_Written instruction_:
Copy every entry exactly.
-- START OF Listing --
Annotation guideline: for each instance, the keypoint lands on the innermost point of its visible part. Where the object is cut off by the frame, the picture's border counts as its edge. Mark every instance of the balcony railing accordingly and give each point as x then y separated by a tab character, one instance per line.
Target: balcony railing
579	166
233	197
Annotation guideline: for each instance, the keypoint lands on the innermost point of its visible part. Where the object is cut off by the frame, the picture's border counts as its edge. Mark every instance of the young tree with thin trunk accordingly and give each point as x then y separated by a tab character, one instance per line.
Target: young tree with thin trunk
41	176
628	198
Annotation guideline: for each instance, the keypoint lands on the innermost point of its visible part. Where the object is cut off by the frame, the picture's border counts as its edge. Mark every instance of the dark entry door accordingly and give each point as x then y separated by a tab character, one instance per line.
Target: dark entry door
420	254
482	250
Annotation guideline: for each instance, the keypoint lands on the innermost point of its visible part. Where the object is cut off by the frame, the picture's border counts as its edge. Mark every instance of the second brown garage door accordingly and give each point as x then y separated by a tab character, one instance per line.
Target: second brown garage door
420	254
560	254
-- END OF Listing --
_Output_:
Annotation guideline: for each instance, the keypoint lands on the innermost point of its visible part. Where the object is cut off by the frame, the picture's border counts as its edge. Mark every instance of the balcony railing accordingly and give each point as x then y separated by a tab character, one instance per line.
Target: balcony railing
579	166
233	197
Annotation guideline: for each instance, the keypoint lands on the innermost point of its visible part. Where the object is cut off by the frame, the picture's border counts as its edge. Mark every instance of the young tree with thin trunk accordingly and give each point as x then y separated by a tab character, one instance per line.
Target: young tree with thin trunk
41	176
628	198
Annotation guideline: for each instance, the keypoint lands on the innermost point of its visible part. Where the object is cut off by the frame, the picture's border counts as its edge. Mark every instance of the dark entry door accordingly and give each point as x then y separated by a tab character, one instance per line.
Target: dark entry door
420	254
482	250
Annotation guideline: for each instance, the keypoint lands on the innermost point of its visible part. Where the object is cut off by the frame, the picture's border counts as its edge. Mark every instance of the second brown garage door accordingly and give each point as x then y separated by a tab character, one instance per line.
Target: second brown garage door
420	254
560	254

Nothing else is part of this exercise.